═════ Trecho citado

Podem ser ambientalistas radicais (não confundir com cientistas) que, seguindo uma criança sueca aparentemente perturbada (Greta Thunberg), defendem um retorno às cavernas para salvar o planeta.

Podem ser nacionalistas extremistas que desprezam a democracia pluralista e sonham com formas autoritárias de política.

Sem esquecer o pessoal das arábias, que procura recriar, pela força das bombas e das decapitações, um novo Califado.

É contra essa moda que se insurge o filósofo francês Michel Serres em ensaio recente. Serres, do alto dos seus quase 90 anos, publicou "Antes é que Era Bom!" (edição portuguesa pela Guerra & Paz), ensaio de uma ironia fina, no qual a autobiografia se mistura com a filosofia. Antes é que era bom?

══════════
═════ Dados brutos

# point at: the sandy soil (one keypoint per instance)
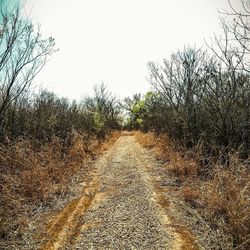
(123, 207)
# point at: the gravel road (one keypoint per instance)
(124, 213)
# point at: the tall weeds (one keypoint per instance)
(222, 199)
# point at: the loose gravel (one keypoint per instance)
(124, 213)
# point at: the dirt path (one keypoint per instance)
(120, 209)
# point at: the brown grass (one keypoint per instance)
(32, 175)
(221, 201)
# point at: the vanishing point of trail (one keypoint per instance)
(119, 209)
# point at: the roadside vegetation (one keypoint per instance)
(44, 140)
(197, 117)
(198, 112)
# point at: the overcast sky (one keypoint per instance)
(112, 40)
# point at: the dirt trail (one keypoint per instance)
(121, 208)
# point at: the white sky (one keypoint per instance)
(112, 40)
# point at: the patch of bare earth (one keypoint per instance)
(123, 206)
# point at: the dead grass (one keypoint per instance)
(34, 176)
(221, 202)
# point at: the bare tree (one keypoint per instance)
(23, 53)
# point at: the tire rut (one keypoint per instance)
(125, 211)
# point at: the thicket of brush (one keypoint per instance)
(202, 100)
(44, 140)
(220, 205)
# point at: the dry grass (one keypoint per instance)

══════════

Requisitos: Transcreva, do texto sobre o ensaio de Michel Serres, o trecho que vai de "É contra essa" até "que era bom?". Não é preciso consultar a listagem.

Resposta completa:
É contra essa moda que se insurge o filósofo francês Michel Serres em ensaio recente. Serres, do alto dos seus quase 90 anos, publicou "Antes é que Era Bom!" (edição portuguesa pela Guerra & Paz), ensaio de uma ironia fina, no qual a autobiografia se mistura com a filosofia. Antes é que era bom?